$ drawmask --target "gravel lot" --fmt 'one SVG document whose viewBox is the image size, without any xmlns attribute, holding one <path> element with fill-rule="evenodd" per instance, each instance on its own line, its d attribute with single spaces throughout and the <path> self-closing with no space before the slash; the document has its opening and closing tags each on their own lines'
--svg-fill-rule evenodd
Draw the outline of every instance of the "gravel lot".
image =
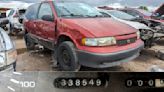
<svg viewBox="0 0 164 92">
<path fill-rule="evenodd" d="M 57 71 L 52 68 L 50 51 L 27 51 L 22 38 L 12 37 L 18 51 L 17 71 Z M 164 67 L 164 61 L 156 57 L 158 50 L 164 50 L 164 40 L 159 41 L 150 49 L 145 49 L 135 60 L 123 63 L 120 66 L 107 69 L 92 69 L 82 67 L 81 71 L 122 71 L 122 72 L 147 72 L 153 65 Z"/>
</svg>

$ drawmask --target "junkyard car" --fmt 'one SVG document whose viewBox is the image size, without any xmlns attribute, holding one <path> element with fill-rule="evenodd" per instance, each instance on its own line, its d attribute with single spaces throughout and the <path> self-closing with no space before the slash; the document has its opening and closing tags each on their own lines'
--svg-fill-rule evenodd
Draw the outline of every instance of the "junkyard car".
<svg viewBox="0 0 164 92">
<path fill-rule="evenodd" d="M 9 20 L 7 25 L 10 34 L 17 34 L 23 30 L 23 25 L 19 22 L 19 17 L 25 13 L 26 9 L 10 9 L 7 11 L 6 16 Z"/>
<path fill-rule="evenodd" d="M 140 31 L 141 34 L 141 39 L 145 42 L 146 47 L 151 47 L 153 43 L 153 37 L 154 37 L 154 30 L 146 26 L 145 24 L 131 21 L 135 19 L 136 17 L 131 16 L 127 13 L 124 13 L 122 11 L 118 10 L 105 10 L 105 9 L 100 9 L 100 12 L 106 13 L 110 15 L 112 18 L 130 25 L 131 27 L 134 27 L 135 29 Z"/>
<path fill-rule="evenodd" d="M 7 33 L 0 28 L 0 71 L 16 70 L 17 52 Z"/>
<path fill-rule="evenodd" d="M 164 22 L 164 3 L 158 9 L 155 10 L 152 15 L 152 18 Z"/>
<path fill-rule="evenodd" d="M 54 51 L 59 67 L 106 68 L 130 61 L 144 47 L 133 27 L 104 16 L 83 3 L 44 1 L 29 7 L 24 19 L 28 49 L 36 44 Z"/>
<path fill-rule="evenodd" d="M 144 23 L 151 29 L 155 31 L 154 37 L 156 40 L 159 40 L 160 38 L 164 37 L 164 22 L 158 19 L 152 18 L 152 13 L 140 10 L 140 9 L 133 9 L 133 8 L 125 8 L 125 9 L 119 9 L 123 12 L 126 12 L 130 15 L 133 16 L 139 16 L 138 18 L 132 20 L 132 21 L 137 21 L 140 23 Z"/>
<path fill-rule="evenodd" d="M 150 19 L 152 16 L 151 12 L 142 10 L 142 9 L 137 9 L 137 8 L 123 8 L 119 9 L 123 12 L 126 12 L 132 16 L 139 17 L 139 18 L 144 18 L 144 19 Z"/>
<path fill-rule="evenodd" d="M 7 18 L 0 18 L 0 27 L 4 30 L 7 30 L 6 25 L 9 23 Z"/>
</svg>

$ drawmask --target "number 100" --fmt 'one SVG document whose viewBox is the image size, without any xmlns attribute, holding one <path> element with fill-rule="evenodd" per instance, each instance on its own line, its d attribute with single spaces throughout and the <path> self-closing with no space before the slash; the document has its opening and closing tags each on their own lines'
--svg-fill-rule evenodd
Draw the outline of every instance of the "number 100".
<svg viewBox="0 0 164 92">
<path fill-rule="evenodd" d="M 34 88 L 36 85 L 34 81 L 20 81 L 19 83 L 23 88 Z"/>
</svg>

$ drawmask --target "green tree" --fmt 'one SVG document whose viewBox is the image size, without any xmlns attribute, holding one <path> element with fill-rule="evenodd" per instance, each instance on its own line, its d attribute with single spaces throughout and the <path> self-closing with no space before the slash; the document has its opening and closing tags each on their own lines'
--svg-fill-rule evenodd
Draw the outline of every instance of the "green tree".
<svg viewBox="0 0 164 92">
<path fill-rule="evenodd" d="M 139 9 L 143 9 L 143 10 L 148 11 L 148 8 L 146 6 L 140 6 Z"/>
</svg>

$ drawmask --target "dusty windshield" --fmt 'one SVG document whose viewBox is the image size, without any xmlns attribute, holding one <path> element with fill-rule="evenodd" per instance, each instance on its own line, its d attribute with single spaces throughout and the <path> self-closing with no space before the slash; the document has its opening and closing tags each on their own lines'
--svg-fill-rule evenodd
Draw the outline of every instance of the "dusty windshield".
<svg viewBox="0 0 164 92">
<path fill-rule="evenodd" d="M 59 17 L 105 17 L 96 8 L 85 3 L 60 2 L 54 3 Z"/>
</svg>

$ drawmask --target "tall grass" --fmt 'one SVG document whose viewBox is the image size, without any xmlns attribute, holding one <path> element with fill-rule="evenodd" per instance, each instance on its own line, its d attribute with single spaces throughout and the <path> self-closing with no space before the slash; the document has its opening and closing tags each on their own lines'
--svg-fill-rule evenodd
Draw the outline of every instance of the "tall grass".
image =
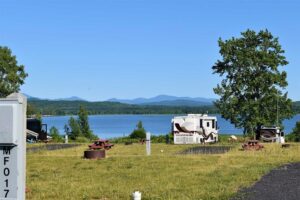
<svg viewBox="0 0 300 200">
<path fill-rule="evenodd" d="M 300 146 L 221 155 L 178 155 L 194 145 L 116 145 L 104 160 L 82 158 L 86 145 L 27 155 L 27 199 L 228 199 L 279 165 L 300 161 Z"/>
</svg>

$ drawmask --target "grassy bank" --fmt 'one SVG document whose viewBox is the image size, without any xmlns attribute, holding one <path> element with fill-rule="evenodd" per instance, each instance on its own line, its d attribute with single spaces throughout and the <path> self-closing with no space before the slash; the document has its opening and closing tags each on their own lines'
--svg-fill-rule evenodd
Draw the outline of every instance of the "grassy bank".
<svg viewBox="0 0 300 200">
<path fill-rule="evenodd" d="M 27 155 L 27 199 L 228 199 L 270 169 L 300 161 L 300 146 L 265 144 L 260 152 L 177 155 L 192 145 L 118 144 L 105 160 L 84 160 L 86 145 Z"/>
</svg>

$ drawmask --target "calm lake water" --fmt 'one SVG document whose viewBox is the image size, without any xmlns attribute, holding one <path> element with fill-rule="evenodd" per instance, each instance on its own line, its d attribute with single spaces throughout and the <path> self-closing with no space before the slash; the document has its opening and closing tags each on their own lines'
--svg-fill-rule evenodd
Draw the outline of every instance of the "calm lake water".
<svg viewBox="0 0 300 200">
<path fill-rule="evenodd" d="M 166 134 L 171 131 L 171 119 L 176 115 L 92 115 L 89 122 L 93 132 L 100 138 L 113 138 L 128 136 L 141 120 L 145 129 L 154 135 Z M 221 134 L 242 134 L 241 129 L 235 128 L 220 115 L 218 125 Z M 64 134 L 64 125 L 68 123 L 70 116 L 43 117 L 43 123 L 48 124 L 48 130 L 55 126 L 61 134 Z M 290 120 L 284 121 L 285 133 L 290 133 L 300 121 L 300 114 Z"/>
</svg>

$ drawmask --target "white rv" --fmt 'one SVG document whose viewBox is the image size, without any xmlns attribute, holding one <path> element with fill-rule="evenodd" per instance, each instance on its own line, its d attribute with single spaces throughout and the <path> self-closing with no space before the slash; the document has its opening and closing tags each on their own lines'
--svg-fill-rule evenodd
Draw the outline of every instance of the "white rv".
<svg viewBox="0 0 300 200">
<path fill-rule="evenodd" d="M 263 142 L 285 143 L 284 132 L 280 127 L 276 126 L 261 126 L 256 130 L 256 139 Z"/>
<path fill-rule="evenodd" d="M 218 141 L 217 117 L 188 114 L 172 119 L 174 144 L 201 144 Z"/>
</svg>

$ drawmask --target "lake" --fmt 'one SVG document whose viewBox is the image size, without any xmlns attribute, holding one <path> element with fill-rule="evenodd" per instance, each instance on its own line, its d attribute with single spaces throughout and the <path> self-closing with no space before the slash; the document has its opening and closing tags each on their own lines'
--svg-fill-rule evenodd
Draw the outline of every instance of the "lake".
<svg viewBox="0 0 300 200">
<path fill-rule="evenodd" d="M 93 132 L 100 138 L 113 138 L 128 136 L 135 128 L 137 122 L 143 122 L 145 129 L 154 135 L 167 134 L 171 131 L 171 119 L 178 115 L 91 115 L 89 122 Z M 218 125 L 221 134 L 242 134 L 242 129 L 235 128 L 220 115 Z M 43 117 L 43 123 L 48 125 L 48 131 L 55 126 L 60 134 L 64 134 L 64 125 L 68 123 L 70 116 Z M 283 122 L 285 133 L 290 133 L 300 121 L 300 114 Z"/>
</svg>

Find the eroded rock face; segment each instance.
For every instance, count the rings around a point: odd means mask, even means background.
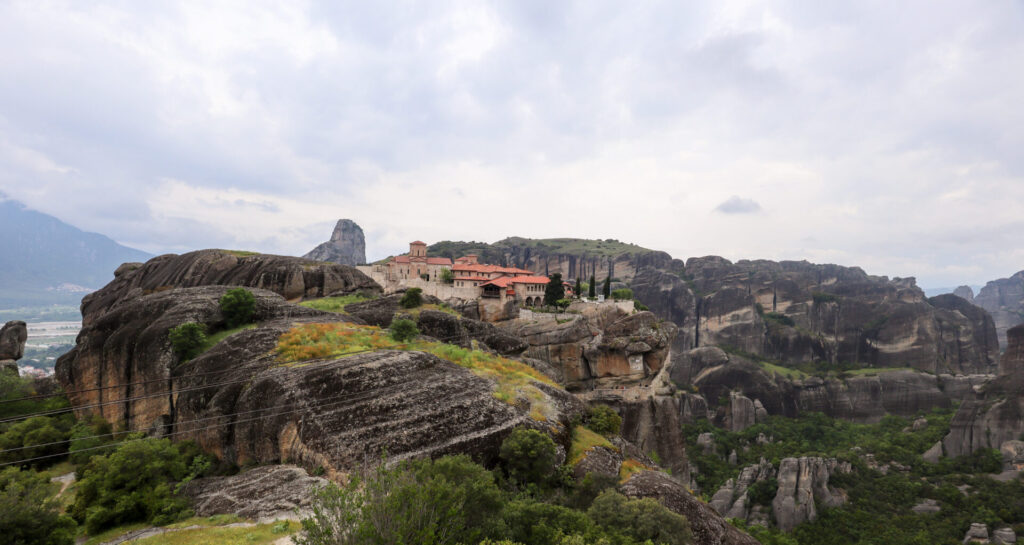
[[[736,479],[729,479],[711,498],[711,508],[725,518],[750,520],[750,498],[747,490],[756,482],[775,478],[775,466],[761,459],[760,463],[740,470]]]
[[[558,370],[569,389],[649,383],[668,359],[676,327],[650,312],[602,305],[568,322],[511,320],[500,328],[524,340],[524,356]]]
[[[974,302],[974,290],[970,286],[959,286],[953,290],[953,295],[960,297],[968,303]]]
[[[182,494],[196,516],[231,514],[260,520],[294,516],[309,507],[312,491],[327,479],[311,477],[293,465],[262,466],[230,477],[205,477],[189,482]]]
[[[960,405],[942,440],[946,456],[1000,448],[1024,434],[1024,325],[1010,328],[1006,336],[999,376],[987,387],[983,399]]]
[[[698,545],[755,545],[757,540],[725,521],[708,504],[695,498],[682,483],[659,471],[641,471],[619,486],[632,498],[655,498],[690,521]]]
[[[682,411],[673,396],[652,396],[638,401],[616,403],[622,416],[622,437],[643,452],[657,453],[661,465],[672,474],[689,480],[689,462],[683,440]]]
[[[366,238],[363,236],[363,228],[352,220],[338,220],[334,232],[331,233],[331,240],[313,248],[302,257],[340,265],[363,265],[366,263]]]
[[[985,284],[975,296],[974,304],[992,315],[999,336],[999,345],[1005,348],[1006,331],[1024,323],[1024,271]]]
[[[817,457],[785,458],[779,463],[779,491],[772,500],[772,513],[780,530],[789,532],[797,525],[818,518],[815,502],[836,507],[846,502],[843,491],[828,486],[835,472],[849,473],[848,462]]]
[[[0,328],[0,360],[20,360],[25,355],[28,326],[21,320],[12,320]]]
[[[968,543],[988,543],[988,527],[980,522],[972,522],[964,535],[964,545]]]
++++++
TASK TO COMPLETE> Please copy all lines of the listing in which the string "tall" occurs.

TASK RESPONSE>
$ drawmask --target "tall grass" --fmt 'one SVG document whose viewBox is the image size, without any xmlns attribute, holding one <path> element with fill-rule="evenodd" per instance, each instance on its own line, its d attribute with single spaces throughout and the <path> self-closing with no space before the slash; the document has its opening and closing tags each on their own lines'
Draw the outline of every instance of the "tall grass".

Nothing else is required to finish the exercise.